## THE RECORDS
★ ★ ★ ★ ★ ★ ★
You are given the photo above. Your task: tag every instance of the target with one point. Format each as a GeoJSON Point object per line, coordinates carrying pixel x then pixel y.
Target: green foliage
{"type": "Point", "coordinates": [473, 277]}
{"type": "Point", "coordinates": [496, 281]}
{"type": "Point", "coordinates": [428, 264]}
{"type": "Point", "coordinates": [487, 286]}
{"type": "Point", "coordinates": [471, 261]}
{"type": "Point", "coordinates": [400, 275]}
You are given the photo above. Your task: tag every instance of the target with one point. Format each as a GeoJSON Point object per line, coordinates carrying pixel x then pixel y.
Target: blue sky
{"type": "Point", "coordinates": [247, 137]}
★ ★ ★ ★ ★ ★ ★
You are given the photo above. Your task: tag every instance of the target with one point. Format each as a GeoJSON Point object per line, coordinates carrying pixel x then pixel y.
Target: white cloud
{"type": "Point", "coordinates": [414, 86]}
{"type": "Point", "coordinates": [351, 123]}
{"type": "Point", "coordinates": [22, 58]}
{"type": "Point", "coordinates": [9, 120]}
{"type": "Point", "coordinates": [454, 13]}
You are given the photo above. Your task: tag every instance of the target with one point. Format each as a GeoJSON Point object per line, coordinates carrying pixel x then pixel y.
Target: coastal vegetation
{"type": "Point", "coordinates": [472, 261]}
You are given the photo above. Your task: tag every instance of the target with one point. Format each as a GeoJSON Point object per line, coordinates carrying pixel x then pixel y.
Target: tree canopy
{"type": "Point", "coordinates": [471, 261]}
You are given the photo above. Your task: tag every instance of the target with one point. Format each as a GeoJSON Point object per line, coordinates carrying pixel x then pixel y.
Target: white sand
★ ★ ★ ★ ★ ★ ★
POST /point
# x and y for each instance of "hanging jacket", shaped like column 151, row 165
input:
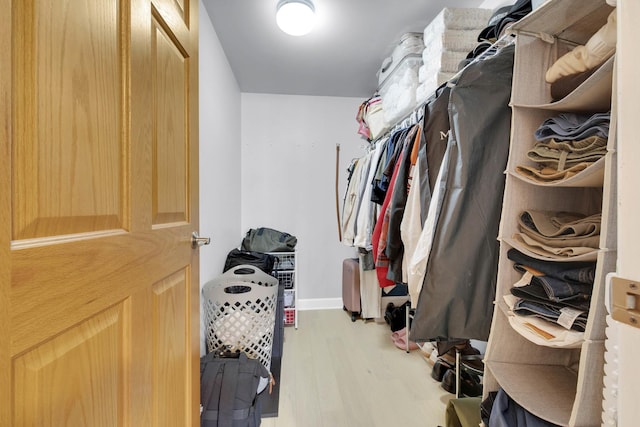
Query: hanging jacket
★ ★ ★ ★ ★ ★ ★
## WRITTEN PROBLEM
Return every line of the records that contains the word "hanging".

## CORRECT OUTPUT
# x and y for each instance of "hanging jacket", shaped like column 151, row 165
Query: hanging jacket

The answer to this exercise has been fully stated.